§ **EXERCISE OBJECTIVE**:
Pull every line below into your answer word for word, leaving out the pictures.

Excerpts from location labeling data:
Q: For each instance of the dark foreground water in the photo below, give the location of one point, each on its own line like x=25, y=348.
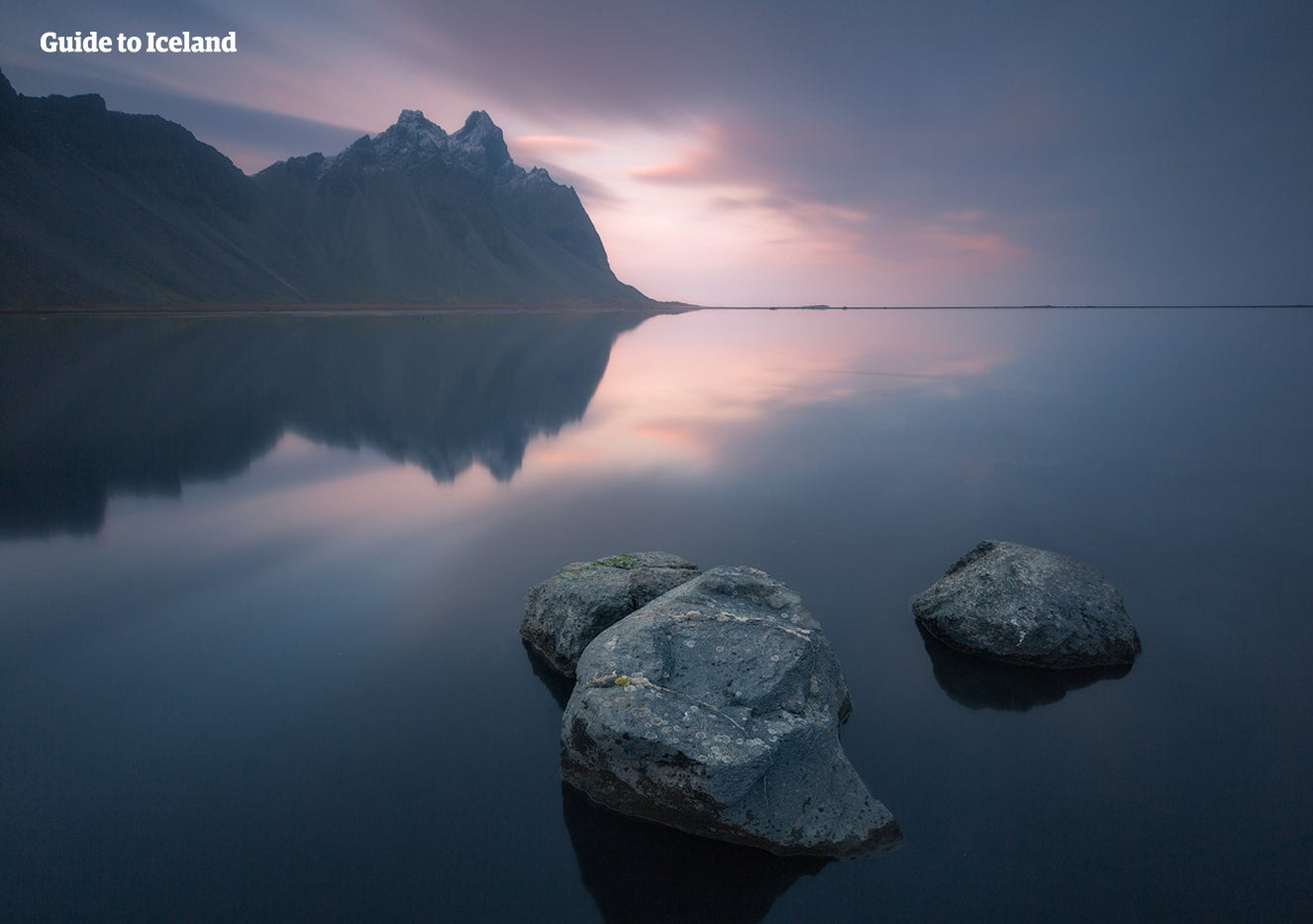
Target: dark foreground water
x=260, y=584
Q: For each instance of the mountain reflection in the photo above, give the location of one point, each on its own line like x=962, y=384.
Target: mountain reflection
x=977, y=682
x=92, y=406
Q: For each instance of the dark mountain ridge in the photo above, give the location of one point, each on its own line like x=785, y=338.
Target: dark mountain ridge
x=107, y=208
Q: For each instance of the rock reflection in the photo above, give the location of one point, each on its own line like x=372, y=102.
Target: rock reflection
x=91, y=406
x=643, y=872
x=982, y=684
x=558, y=684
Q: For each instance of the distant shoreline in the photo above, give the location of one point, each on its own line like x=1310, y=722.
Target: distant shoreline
x=222, y=310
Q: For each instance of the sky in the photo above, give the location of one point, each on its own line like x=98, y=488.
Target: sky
x=868, y=153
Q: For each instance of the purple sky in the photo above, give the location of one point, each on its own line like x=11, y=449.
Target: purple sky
x=910, y=153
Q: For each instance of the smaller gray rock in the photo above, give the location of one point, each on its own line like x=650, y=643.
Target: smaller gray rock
x=567, y=610
x=1022, y=605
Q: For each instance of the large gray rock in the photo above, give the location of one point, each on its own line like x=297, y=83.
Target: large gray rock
x=1023, y=605
x=567, y=610
x=716, y=709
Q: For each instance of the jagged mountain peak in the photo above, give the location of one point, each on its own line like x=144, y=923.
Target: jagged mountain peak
x=414, y=142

§ **CORRECT RESULT**:
Q: For each instance of the dark foreground water in the photo below, give the location of one point, each on its own line like x=25, y=348.
Target: dark foreground water
x=260, y=584
Q: For each instance of the mountain reflection in the photo above, give the location of one point, each on its own line like x=962, y=384.
Target: mountain reflection
x=977, y=682
x=92, y=406
Q: For each instance of the dark mountain ridge in the photo above, give the location of one point, each on its own line like x=785, y=338.
Target: dark mountain ridge
x=107, y=208
Q: For each instance of the rock reflection in the photo above, give the location of one point, each on its own line like x=372, y=102.
Target: rock reflection
x=91, y=406
x=643, y=872
x=982, y=684
x=558, y=684
Q: For each instance of the distant shoreline in the photo above, give the location of one point, each on its own line like x=1310, y=722.
Target: distant shoreline
x=222, y=310
Q: For each instance of the sky in the photo above, give the location of one point, each on its own line like x=98, y=488.
Target: sky
x=868, y=153
Q: For each instance of the purple sky in the photo above, give the location of one point, each on its own line like x=11, y=449.
Target: purple sky
x=910, y=153
Q: For each instance of the smaller gray rock in the photo above, give the location of one point, each on its own line like x=650, y=643.
Target: smaller gray rock
x=567, y=610
x=1022, y=605
Q: For each instance of the large gray rock in the photo above, give the location of one point, each on its own line like x=297, y=83.
Target: large gray rock
x=1023, y=605
x=567, y=610
x=716, y=709
Q: For each instance of the jagged mountain peak in the photo above, give the location of one point, each on its own line like x=144, y=923.
Target: jagged mountain peak
x=414, y=142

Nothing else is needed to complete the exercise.